=== YOUR GOAL ===
Locate every line in the entries below that contains the word "tree" and copy each of those lines in full.

=== TASK INPUT ===
•••

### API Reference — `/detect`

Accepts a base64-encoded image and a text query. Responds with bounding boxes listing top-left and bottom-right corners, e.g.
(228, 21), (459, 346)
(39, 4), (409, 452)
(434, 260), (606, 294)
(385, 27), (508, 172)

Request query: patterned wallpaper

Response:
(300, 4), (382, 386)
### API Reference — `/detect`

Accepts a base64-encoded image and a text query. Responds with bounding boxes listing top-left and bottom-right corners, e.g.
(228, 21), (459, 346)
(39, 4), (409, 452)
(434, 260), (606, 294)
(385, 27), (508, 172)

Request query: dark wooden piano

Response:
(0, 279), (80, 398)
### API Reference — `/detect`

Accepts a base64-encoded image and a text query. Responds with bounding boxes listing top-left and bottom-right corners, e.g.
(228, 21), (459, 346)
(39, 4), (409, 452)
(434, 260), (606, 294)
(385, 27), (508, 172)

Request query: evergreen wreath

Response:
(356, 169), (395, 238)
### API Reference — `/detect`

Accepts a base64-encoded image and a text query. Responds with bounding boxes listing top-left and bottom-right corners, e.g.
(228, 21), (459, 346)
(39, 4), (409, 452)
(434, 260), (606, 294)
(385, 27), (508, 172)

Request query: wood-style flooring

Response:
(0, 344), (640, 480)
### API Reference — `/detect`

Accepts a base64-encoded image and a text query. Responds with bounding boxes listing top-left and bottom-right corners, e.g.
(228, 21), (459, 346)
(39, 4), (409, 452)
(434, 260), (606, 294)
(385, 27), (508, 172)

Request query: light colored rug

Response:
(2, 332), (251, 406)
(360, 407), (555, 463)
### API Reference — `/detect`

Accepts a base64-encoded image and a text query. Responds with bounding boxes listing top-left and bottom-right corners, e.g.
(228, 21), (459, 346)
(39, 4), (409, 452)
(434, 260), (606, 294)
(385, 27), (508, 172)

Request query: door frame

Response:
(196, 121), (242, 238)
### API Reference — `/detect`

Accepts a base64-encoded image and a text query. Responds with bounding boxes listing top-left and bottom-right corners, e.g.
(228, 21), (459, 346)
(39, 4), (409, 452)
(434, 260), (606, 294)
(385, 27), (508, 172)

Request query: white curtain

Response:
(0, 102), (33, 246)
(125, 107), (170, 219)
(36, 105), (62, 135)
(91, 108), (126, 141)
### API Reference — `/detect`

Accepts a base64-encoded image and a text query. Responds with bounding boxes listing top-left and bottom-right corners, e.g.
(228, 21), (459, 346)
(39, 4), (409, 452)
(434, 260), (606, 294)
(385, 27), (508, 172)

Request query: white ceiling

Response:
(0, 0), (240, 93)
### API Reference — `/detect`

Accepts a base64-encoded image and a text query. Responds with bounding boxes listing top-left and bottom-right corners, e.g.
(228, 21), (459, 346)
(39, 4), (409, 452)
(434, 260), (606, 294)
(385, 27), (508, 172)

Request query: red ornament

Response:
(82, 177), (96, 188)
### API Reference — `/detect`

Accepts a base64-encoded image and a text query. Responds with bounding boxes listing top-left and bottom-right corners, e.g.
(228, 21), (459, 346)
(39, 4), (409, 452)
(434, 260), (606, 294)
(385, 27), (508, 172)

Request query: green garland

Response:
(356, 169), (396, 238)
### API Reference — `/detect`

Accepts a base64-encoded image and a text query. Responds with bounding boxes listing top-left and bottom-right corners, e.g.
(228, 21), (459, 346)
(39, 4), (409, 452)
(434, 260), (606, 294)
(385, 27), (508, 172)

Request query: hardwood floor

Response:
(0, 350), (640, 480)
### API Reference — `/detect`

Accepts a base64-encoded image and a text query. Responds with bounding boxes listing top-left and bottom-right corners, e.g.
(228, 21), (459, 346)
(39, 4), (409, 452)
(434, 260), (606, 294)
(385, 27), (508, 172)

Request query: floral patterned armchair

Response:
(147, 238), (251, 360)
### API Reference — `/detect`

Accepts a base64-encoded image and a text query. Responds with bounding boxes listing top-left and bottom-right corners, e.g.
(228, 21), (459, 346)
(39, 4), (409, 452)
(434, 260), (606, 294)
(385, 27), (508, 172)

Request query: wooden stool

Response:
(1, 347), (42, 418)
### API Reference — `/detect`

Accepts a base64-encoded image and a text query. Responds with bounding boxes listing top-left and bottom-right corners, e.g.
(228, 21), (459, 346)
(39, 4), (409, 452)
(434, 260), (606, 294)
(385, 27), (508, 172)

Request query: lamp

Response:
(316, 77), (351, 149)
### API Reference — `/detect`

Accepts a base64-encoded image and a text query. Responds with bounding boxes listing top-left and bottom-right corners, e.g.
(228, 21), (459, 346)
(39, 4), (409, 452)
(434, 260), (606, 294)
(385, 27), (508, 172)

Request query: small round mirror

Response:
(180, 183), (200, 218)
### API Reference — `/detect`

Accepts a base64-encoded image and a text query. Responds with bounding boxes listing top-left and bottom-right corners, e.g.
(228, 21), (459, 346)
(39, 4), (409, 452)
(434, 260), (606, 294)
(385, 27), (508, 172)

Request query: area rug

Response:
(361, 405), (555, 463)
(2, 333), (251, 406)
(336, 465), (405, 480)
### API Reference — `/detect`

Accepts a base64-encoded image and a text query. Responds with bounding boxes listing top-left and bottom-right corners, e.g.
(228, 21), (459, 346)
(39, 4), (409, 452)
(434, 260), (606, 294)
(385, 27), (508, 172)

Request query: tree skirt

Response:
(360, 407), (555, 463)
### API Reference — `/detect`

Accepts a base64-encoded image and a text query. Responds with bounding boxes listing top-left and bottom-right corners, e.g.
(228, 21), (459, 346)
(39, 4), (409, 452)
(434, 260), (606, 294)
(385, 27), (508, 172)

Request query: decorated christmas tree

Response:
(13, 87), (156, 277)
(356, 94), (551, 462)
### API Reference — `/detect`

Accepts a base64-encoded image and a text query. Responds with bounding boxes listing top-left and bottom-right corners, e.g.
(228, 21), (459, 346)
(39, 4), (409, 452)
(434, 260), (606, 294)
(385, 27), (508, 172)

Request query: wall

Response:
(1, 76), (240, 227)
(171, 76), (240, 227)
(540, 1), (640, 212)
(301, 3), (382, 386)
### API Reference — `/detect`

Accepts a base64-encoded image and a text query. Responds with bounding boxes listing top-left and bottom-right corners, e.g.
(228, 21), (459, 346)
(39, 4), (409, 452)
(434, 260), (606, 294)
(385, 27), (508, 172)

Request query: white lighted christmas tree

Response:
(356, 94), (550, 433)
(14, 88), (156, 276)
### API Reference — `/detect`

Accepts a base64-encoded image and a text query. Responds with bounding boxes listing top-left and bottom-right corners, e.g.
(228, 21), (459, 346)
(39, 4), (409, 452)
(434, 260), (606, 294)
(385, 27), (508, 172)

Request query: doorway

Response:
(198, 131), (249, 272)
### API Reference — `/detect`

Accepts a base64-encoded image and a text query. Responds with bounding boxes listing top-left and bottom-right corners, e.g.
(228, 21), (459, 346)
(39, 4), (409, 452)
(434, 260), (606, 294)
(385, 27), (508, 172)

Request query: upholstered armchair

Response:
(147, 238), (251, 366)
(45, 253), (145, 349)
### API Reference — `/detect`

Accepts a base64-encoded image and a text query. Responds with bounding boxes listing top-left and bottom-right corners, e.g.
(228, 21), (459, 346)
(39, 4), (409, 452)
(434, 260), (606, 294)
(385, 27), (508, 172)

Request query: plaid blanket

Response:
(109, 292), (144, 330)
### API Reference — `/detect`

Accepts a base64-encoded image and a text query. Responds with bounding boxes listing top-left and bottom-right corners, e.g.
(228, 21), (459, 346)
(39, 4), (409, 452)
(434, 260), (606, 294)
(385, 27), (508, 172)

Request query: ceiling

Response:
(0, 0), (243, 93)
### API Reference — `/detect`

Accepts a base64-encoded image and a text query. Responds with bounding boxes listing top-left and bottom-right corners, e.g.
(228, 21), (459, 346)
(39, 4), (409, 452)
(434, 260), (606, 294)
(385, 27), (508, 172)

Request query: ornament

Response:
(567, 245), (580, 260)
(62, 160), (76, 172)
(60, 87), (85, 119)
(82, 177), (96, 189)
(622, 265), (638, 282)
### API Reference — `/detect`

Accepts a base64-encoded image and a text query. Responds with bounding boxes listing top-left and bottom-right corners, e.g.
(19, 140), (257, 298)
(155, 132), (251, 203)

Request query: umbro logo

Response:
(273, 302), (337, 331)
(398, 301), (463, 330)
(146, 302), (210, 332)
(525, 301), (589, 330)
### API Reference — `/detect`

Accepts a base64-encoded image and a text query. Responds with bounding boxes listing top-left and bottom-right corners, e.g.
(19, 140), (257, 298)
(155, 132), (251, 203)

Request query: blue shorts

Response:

•••

=== EXPECTED ANSWER ===
Request query: tree skirt
Request query: decorated christmas tree
Request query: white lighted christmas tree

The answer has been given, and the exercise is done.